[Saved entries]
☆ ☆ ☆ ☆ ☆
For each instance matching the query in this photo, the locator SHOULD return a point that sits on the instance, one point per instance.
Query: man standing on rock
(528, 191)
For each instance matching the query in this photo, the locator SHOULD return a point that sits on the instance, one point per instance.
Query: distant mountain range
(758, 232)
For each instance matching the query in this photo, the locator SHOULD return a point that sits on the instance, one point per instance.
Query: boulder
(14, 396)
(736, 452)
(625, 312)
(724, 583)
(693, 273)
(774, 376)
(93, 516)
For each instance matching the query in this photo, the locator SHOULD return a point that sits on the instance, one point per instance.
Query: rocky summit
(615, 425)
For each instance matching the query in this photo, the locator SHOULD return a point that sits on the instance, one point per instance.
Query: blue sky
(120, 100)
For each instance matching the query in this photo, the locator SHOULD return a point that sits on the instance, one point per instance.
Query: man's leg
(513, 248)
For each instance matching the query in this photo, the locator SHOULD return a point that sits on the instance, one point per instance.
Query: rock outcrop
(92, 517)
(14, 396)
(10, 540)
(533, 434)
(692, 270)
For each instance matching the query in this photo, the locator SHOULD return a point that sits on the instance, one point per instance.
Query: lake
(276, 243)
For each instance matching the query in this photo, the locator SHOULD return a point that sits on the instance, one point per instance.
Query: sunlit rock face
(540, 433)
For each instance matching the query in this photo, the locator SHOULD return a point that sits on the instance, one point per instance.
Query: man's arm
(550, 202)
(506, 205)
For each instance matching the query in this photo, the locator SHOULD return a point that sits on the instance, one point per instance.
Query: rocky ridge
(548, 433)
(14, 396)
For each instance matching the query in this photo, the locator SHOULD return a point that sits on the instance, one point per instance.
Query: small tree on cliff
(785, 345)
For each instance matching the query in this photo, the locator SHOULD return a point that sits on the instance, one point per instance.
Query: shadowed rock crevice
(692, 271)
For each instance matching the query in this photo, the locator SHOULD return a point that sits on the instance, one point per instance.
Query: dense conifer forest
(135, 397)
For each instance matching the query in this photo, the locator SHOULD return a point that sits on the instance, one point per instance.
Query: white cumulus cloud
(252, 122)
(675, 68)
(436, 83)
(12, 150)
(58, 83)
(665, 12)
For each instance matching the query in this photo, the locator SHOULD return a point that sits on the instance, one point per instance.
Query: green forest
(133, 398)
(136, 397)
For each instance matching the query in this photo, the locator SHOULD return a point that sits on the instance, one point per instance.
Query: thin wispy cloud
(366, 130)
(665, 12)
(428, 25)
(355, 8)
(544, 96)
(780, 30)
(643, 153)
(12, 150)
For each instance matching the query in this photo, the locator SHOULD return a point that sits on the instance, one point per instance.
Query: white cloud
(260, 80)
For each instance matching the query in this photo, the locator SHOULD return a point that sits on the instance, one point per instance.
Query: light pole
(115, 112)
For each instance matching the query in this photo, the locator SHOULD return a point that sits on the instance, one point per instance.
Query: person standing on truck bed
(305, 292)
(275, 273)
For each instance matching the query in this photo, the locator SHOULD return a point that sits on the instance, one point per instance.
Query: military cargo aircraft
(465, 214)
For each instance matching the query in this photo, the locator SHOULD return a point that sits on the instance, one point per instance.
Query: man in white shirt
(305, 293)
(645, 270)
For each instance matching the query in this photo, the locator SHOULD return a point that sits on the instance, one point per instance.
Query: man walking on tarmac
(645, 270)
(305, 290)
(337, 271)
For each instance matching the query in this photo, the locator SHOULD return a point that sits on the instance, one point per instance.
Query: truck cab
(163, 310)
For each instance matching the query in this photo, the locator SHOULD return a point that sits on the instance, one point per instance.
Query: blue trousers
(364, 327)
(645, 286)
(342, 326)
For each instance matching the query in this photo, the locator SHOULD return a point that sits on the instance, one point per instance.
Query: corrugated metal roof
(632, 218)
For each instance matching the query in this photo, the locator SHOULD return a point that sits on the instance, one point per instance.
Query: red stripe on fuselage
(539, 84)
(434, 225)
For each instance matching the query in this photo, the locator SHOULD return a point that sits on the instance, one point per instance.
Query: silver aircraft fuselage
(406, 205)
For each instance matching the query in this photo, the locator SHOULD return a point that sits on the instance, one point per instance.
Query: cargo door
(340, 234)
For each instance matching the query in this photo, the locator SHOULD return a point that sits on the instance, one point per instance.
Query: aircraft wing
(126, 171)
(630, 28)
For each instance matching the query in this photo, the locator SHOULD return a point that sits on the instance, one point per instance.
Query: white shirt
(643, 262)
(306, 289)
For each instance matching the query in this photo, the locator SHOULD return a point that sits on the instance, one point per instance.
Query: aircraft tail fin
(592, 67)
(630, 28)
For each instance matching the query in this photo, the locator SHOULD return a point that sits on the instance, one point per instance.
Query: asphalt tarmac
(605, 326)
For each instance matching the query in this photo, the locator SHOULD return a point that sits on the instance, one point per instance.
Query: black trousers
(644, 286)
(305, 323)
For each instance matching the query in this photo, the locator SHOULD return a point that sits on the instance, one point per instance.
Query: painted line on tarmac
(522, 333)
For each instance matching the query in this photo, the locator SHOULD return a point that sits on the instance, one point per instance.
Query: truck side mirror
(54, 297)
☆ ☆ ☆ ☆ ☆
What to work on:
This exercise calls for repeating every line of the data exactly.

Result for this task:
For each instance matching the query in this photo, the locator SHOULD return a point that sits on the instance, one point per instance.
Query: man standing on rock
(528, 191)
For each instance matching the query in this photo, the locator SHOULD return a point that sits on the instance, one point per instance.
Query: distant mountain range
(758, 232)
For each instance matching the query in this photo, the locator SHOULD return a point that sits on the instance, one point per instance.
Query: boulder
(14, 396)
(736, 452)
(625, 312)
(724, 583)
(693, 273)
(774, 376)
(93, 516)
For each instance matching the query in this photo, the locator SHOULD return a point that sits on the instance, one point per instance.
Query: rocky summit
(615, 425)
For each instance matching the query in this photo, the locator SHOULD return a point that sits on the instance, one point per instance.
Query: blue sky
(120, 100)
For each instance matching the query in this photo, the locator SHOULD return a point that sits on the instance, one point per instance.
Query: man's leg
(513, 248)
For each instance matching the query in this photo, the locator SHOULD return a point that sits on the instance, one point per instance.
Query: rock outcrop
(92, 517)
(14, 396)
(10, 540)
(533, 434)
(692, 270)
For each instance matching the query in this photo, the locator SHOULD return a point that sits on the instance, one point per instance.
Query: lake
(276, 243)
For each instance matching the query in this photo, the locator SHOULD return a point that sits on the instance, one point per instance.
Query: sunlit rock face
(540, 433)
For each instance matching the query in this photo, the locator SHOULD return a point that sits on the instance, one point per instance.
Query: man's arm
(550, 202)
(506, 205)
For each instance matching the query in this photo, the locator SHOULD return a point that sits on the instance, one point per instance.
Query: rocky ridge
(548, 433)
(14, 396)
For each instance matching the query in this photo, the locator SHOULD return a point that sits on the instance, one point per instance.
Query: small tree on cliff
(785, 345)
For each instance matching the query in this photo, the locator SHOULD return a point that sits on the instance, one point per instance.
Query: shadowed rock crevice
(692, 271)
For each instance matching the query in this photo, the locator SHOULD return a point that sits on the instance, one point per instance.
Query: dense conifer forest
(135, 397)
For each instance matching the query in this photo, the locator SHOULD return a point that sits on the instance, one point per instance.
Query: white cumulus cloud
(252, 122)
(675, 68)
(436, 83)
(12, 150)
(58, 83)
(665, 12)
For each instance matching the query in this photo, the locator SHOULD return a point that sits on the instance, one point per instance.
Query: green forest
(133, 398)
(136, 397)
For each instance matching the query in this photo, the locator SHOULD return a point that sits on the instance, one point per instance.
Query: thin wispy cloud
(366, 130)
(665, 12)
(428, 25)
(355, 8)
(544, 96)
(780, 30)
(643, 153)
(12, 150)
For each instance matching the query in this photo, the locator SHOULD return a point that sits on the instance, one point per instance.
Query: white cloud
(260, 80)
For each instance matching the query in this photo, the locator SHOULD return a point that sits on the instance, one point per instance.
Query: light pole
(115, 112)
For each instance matching the query in this photo, the locator SHOULD return a point that sits on the instance, one point per instance.
Query: person standing on truck bed
(305, 292)
(275, 273)
For each instance matching the query in this photo, the locator SHOULD return a point that sits on the instance, one point per instance.
Query: military cargo aircraft
(465, 214)
For each instance matching the query in this photo, the locator SHOULD return a point that sits on the instance, one point per instance.
Query: man in white shirt
(305, 293)
(645, 270)
For each instance matching the query in this photo, the locator SHOULD return a point that sits on the instance, one point per instance.
Query: man walking on tarmac
(645, 270)
(305, 290)
(337, 271)
For each instance matching the query in this photo, the locator SHOULD return a point that sits on the instance, one point per instance.
Query: truck cab
(163, 310)
For each instance matching the query in this photo, the locator SHOULD return a point that sits on the instance, one point per instance.
Query: blue trousers
(364, 327)
(645, 286)
(342, 326)
For each instance matching the query in this photo, the locator SHOULD return a point that sits on the instance, one point per instance.
Query: corrugated metal roof
(632, 218)
For each instance matching the query in this photo, the locator SHOULD return a point that sits on the instance, one point per instance.
Query: red stripe on fuselage
(539, 84)
(434, 225)
For each instance matching the query in this photo, the locator SHOULD return a point that sits on the instance, one point per instance.
Query: silver aircraft fuselage
(406, 205)
For each instance matching the query in this photo, the locator SHOULD return a point that sits on the instance, one point per instance.
Query: cargo door
(340, 234)
For each instance matching the query in this photo, the locator SHOULD return a point that sits on the instance, one point per instance.
Query: aircraft wing
(126, 171)
(630, 28)
For each instance matching the query in this photo, the locator SHOULD return a point that sits on the instance, one point per instance.
Query: white shirt
(643, 262)
(306, 289)
For each instance matching the query in this photo, the locator SHOULD return a point that sits on the instance, one point per instance.
Query: aircraft tail fin
(592, 67)
(630, 28)
For each instance matching the query in this photo, the locator SHOULD return a point that sits on the instance, one point per instance.
Query: asphalt tarmac
(605, 326)
For each instance matching the query in this photo, the locator SHOULD return a point that sits on the instance, one point per instance.
Query: black trousers
(644, 286)
(305, 323)
For each instance matching the query in this photo, the locator SHOULD return a point that sits on the instance, one point per instance.
Query: painted line on tarmac
(522, 333)
For each instance matching the query in this photo, the locator SHOULD return a point that sits on the instance, one point per instance.
Query: truck side mirror
(54, 297)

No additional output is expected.